WRITTEN INSTRUCTION A: List every distinct email address that appears in the mailing-list message about the GSoC 2014 proposal.
WRITTEN INSTRUCTION B: Proceed with the mailing-list message about the GSoC 2014 proposal, writing on from its final quoted line.

Re: GSoC 2014 proposal

From: Alexander Korotkov <aekorotkov(at)gmail(dot)com>
To: Heikki Linnakangas <hlinnakangas(at)vmware(dot)com>
Cc: Иван Парфилов <iparfilov(at)gmail(dot)com>, pgsql-hackers <pgsql-hackers(at)postgresql(dot)org>
Subject: Re: GSoC 2014 proposal
Date: 2014-04-02 10:22:20
Message-ID: CAPpHfdv=N2YVM8xYp3O-Kco1u9e8CDupdrhmMn_5+nYhcDY_PA@mail.gmail.com
Views: Raw Message | Whole Thread | Download mbox | Resend email
Thread:
Lists: pgsql-hackers

On Tue, Apr 1, 2014 at 2:23 PM, Heikki Linnakangas
<hlinnakangas(at)vmware(dot)com>wrote:

> The BIRCH algorithm as described in the paper describes building a tree in
> memory. If I understood correctly, you're suggesting to use a pre-built
> GiST index instead. Interesting idea!

MATERIAL:
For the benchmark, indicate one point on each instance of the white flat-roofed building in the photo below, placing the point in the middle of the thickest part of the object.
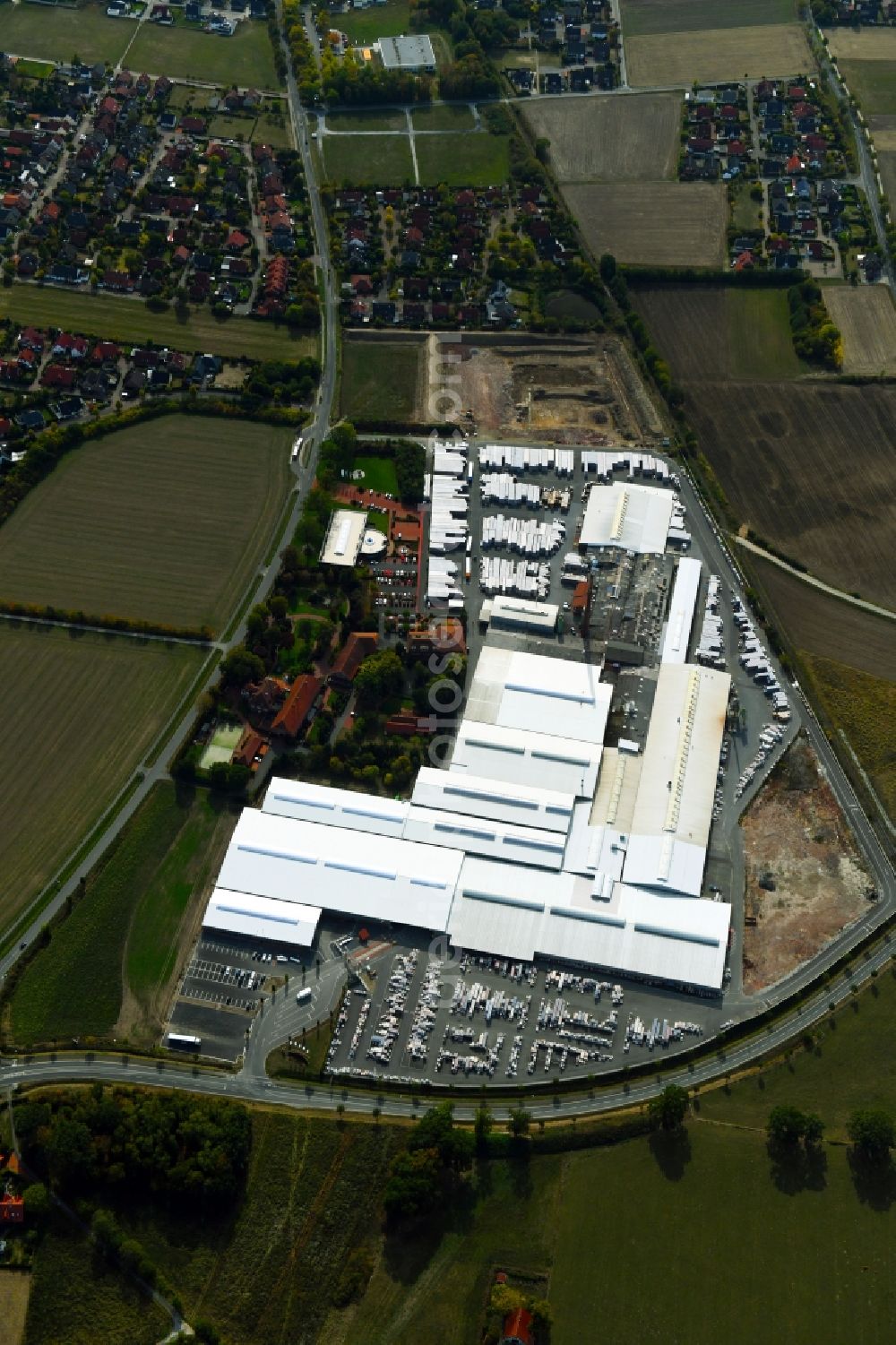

EXERCISE OUTPUT A:
aekorotkov(at)gmail(dot)com
hlinnakangas(at)vmware(dot)com
iparfilov(at)gmail(dot)com
pgsql-hackers(at)postgresql(dot)org

EXERCISE OUTPUT B:
>
> There are a couple of signifcant differences between the CF tree described
> in the paper and GiST:
>
> 1. In GiST, a leaf item always represents one heap tuple. In the CF tree,
> a leaf item represents a cluster, which consists of one or more tuples. So
> the CF tree doesn't store an entry for every input tuple, which makes it
> possible to keep it in memory.
>
> 2. In the CF tree, "all entries in a leaf node must satisfy a threshold
> requirement, with respect to a threshold value T: the diameter (or radius)
> has to be less than T". GiST imposes no such restrictions. An item can
> legally be placed anywhere in the tree; placing it badly will just lead to
> degraded search performance, but it's still a legal GiST tree.
>
> 3. A GiST index, like any other index in PostgreSQL, holds entries also
> for deleted tuples, until the index is vacuumed. So you cannot just use
> information from a non-leaf node and use it in the result, as the
> information summarized at a non-leaf level includes noise from the dead
> tuples.
>
> Can you elaborate how you are planning to use a GiST index to implement
> BIRCH? You might also want to take a look at SP-GiST; SP-GiST is more
> strict in where in the tree an item can be stored, and lets the operator
> class to specify exactly when a node is split etc.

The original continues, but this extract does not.